**Set problem:** Output the lines of the listing below as a JSON list of strings, one string per line, leaving out blank lines. Begin at the line that has "Can you see the woman in" and stop after the line that has "column 453, row 382", including both of those lines.

Dataset records on object locations
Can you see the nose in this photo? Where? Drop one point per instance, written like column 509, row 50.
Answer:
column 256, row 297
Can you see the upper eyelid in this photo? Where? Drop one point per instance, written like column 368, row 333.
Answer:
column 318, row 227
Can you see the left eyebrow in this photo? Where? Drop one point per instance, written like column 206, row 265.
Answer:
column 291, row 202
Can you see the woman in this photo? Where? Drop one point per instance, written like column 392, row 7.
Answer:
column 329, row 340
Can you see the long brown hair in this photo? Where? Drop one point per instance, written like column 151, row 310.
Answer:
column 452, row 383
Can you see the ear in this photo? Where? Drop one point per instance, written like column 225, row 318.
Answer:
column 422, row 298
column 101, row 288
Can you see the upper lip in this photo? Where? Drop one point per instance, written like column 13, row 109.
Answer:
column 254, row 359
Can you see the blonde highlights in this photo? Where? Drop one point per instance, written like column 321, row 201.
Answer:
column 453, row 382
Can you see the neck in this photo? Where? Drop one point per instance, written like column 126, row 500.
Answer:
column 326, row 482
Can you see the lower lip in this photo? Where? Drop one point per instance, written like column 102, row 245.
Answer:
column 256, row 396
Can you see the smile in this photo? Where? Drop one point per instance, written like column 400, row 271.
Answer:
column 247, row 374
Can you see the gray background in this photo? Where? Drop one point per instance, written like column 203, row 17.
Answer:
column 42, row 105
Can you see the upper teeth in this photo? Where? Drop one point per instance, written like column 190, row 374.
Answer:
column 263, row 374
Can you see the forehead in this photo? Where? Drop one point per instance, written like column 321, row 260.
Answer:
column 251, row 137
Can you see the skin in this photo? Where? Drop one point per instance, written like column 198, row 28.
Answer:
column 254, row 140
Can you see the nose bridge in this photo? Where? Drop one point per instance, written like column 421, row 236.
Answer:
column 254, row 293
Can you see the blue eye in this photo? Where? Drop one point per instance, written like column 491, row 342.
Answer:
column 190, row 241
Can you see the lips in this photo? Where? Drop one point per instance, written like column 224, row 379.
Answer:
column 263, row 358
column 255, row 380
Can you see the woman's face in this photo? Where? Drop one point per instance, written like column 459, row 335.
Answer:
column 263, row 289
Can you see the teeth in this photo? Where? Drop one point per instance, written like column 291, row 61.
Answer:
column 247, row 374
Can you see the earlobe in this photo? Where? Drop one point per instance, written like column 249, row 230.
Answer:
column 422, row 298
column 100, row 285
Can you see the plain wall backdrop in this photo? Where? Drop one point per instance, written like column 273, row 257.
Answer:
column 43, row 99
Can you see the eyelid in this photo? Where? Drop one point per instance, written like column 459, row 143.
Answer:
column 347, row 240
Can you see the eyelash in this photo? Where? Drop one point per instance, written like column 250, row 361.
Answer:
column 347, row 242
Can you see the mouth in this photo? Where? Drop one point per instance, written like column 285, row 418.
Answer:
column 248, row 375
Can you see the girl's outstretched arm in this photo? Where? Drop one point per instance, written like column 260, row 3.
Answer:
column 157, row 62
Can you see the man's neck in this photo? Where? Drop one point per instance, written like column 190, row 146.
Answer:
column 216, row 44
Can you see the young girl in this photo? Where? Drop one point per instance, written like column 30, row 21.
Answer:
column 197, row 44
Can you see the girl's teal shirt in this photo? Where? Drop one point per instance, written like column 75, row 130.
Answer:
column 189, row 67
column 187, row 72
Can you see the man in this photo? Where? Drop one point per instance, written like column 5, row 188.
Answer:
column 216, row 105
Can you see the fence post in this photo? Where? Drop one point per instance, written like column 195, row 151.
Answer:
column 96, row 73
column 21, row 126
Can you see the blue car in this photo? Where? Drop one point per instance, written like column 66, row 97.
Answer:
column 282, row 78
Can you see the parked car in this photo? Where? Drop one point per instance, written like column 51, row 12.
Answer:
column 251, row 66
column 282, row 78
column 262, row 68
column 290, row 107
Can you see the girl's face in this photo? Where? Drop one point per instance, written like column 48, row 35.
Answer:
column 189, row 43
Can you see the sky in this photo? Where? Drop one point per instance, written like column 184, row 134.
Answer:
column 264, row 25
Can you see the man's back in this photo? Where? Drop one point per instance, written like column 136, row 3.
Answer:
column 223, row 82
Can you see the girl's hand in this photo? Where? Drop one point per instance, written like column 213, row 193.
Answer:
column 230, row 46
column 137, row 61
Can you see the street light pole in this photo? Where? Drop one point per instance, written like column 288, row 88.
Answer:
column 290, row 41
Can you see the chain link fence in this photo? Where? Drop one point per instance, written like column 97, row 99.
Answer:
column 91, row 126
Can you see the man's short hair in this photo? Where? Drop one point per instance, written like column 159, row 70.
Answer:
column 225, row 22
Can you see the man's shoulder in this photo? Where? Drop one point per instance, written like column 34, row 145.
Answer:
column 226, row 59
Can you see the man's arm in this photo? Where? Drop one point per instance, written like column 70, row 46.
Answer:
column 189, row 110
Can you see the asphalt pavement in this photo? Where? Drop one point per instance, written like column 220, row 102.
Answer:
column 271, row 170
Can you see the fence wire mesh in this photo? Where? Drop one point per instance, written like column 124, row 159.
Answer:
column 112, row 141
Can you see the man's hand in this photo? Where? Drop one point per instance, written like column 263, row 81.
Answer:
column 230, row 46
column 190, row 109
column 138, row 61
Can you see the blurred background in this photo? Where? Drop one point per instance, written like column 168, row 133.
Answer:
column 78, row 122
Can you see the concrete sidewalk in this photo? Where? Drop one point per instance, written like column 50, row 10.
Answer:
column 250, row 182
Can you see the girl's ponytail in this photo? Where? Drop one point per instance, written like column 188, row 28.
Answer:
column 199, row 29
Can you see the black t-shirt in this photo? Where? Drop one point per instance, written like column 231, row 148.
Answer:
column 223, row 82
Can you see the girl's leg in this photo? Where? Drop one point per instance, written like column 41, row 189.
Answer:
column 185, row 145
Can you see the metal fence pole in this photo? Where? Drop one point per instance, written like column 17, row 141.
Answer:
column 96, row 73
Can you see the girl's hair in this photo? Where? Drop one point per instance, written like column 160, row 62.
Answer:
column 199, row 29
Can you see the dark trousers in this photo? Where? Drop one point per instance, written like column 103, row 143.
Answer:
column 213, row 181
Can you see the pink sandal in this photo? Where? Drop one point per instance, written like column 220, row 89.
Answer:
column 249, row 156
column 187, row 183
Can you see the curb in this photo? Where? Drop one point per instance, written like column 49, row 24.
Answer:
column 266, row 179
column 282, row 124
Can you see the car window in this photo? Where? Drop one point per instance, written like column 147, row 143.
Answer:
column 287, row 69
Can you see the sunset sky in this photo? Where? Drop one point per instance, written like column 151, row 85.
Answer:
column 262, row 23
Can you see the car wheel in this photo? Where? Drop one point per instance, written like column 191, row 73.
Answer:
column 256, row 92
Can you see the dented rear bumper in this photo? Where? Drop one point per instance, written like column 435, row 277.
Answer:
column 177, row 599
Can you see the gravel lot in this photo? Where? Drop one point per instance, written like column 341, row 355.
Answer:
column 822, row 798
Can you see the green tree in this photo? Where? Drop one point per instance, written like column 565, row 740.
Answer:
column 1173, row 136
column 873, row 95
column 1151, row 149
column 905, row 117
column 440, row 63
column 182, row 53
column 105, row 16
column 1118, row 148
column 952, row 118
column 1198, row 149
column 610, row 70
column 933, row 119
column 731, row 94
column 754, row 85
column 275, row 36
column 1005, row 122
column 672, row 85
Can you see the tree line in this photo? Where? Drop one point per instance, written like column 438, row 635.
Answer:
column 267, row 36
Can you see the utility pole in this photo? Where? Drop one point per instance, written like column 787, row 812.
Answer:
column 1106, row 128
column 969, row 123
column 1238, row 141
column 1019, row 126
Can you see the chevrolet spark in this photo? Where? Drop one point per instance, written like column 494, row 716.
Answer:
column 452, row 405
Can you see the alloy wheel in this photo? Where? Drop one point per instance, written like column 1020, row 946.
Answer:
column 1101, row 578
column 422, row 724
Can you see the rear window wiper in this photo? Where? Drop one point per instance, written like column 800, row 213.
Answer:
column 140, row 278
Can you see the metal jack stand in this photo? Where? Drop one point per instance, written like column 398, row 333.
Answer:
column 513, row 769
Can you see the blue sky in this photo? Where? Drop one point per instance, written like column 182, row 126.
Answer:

**Correct result:**
[
  "Can you see the woman in this photo? Where? Drop one point per instance, written like column 392, row 7.",
  "Answer:",
  "column 329, row 340",
  "Can you see the long brown hair in this photo? Where? Drop one point per instance, written like column 151, row 310.",
  "Answer:",
  "column 452, row 383",
  "Can you see the ear in this photo? Where? Drop one point per instance, written like column 225, row 318.",
  "Answer:",
  "column 422, row 298",
  "column 101, row 288",
  "Can you see the upper lip in this photo? Where? Drop one point per instance, written like column 13, row 109.",
  "Answer:",
  "column 254, row 359",
  "Can you see the blonde highlights in this photo? Where? Drop one point per instance, written like column 321, row 201.",
  "Answer:",
  "column 453, row 382"
]